→ **Objective**: Lay out as a two-column CSV, headed text and answer, the lines starting with the line with "In the photo above, where can the rock" and going on through the line with "column 101, row 171". Give one row per item, with its wording under text and its answer under answer, each in a single quoted field with line breaks changed to spaces.

→ **Material to process**:
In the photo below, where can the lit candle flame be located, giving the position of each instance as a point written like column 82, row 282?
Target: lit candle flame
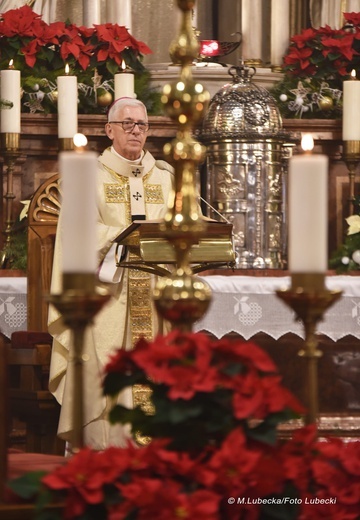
column 307, row 142
column 80, row 141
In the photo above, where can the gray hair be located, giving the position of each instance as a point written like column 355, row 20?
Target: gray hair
column 121, row 103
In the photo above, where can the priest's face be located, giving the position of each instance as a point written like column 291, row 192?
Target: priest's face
column 128, row 141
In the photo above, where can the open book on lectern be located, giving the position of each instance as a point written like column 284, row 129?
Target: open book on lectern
column 215, row 244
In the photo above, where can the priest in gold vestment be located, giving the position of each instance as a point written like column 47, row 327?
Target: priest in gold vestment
column 132, row 185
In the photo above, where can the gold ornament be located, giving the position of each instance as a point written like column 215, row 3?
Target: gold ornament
column 326, row 103
column 104, row 99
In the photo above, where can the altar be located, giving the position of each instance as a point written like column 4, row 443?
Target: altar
column 13, row 304
column 247, row 305
column 247, row 308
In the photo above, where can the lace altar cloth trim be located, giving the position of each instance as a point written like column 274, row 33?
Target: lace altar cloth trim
column 247, row 305
column 13, row 305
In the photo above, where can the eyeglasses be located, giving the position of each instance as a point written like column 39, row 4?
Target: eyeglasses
column 128, row 126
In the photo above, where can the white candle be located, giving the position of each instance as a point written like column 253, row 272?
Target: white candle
column 91, row 12
column 251, row 28
column 78, row 171
column 10, row 90
column 279, row 39
column 124, row 84
column 67, row 105
column 308, row 213
column 351, row 109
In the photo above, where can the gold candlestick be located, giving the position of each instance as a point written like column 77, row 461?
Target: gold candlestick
column 79, row 303
column 309, row 299
column 351, row 156
column 9, row 144
column 182, row 298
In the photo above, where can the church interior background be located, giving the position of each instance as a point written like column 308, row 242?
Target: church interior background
column 244, row 301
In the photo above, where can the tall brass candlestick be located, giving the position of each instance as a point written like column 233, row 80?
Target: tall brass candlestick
column 309, row 299
column 351, row 156
column 9, row 144
column 181, row 298
column 79, row 303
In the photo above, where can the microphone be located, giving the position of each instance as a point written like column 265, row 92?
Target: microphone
column 216, row 211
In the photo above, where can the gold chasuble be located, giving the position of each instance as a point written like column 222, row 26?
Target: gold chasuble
column 126, row 191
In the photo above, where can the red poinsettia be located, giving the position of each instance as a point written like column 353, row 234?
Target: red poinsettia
column 325, row 53
column 231, row 468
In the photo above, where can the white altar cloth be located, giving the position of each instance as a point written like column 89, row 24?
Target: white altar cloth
column 248, row 304
column 13, row 304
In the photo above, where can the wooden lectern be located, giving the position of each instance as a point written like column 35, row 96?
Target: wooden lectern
column 213, row 249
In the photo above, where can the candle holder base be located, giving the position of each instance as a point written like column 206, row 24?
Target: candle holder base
column 309, row 299
column 351, row 156
column 78, row 304
column 9, row 146
column 66, row 144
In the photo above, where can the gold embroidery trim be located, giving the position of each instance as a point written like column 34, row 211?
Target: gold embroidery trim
column 139, row 287
column 141, row 325
column 120, row 192
column 115, row 193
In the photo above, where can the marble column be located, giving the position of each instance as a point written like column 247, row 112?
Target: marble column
column 91, row 12
column 279, row 32
column 251, row 28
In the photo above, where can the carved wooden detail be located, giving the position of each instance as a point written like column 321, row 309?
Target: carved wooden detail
column 48, row 203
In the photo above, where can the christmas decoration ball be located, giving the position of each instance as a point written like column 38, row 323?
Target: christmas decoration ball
column 326, row 103
column 356, row 256
column 104, row 99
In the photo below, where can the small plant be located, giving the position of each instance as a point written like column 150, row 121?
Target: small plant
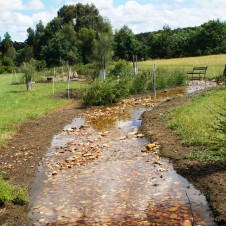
column 206, row 155
column 219, row 141
column 11, row 195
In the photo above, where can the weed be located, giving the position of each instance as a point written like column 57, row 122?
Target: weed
column 11, row 195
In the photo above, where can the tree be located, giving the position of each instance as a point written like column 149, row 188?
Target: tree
column 103, row 52
column 125, row 44
column 85, row 43
column 24, row 55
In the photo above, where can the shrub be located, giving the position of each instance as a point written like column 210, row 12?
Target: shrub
column 219, row 142
column 114, row 89
column 120, row 69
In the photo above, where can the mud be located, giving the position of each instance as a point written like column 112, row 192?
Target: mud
column 208, row 178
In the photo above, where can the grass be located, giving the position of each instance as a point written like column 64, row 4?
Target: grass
column 194, row 122
column 18, row 105
column 11, row 195
column 114, row 89
column 215, row 64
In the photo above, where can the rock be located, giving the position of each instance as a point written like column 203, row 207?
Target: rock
column 186, row 223
column 54, row 173
column 150, row 146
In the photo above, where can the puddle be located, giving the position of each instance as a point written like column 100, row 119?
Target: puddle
column 101, row 171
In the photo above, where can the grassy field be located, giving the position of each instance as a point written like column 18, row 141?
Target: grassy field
column 18, row 105
column 195, row 122
column 215, row 64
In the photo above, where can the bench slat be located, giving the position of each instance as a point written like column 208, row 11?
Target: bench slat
column 198, row 71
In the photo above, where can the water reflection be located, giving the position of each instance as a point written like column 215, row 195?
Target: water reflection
column 98, row 172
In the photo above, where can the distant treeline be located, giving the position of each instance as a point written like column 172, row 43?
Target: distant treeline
column 80, row 35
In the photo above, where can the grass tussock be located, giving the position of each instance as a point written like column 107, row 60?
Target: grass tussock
column 18, row 105
column 215, row 64
column 202, row 122
column 11, row 195
column 116, row 88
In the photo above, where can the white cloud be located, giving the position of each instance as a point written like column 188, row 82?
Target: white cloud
column 150, row 15
column 35, row 5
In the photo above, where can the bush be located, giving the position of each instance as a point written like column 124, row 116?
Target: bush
column 120, row 69
column 114, row 89
column 104, row 92
column 219, row 142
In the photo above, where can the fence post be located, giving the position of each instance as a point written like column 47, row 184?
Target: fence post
column 68, row 82
column 54, row 73
column 154, row 81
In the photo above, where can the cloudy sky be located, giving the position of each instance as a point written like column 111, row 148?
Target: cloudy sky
column 140, row 15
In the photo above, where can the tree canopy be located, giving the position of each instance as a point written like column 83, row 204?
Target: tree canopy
column 76, row 34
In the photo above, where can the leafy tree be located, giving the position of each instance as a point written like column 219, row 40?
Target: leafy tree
column 6, row 43
column 24, row 55
column 103, row 52
column 85, row 43
column 82, row 16
column 55, row 50
column 125, row 44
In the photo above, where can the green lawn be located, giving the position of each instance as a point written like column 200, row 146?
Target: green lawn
column 194, row 122
column 18, row 105
column 215, row 64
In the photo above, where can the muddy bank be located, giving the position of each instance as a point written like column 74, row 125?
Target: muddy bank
column 20, row 158
column 208, row 178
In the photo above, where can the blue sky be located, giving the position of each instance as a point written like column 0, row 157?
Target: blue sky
column 139, row 15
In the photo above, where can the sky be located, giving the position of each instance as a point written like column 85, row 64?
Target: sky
column 16, row 16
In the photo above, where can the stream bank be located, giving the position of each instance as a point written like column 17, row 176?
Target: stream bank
column 29, row 146
column 208, row 178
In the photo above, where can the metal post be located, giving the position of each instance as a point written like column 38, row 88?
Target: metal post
column 153, row 80
column 68, row 83
column 54, row 73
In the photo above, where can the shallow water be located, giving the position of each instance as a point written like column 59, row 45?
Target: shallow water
column 99, row 171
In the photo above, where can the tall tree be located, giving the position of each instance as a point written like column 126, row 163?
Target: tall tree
column 125, row 44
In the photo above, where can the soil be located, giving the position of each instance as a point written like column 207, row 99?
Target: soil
column 19, row 159
column 209, row 178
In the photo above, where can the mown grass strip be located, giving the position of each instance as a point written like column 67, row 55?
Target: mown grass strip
column 195, row 123
column 10, row 194
column 215, row 64
column 18, row 105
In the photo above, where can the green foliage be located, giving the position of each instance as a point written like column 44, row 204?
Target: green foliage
column 29, row 70
column 113, row 89
column 17, row 105
column 11, row 195
column 102, row 53
column 103, row 92
column 193, row 121
column 120, row 68
column 167, row 77
column 219, row 127
column 86, row 70
column 125, row 44
column 207, row 155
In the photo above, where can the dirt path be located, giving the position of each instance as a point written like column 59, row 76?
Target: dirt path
column 20, row 158
column 208, row 178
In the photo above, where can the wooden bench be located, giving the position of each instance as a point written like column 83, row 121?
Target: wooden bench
column 197, row 72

→ **Correct output**:
text,answer
"In the photo above, where can the rock be located, giving the position of each instance as a point written like column 203, row 207? Target: rock","column 186, row 223 column 54, row 173 column 150, row 146"
"In the photo above, where can the puddle be located, giving the position of each instance as a point written like column 100, row 119? Target: puddle","column 101, row 171"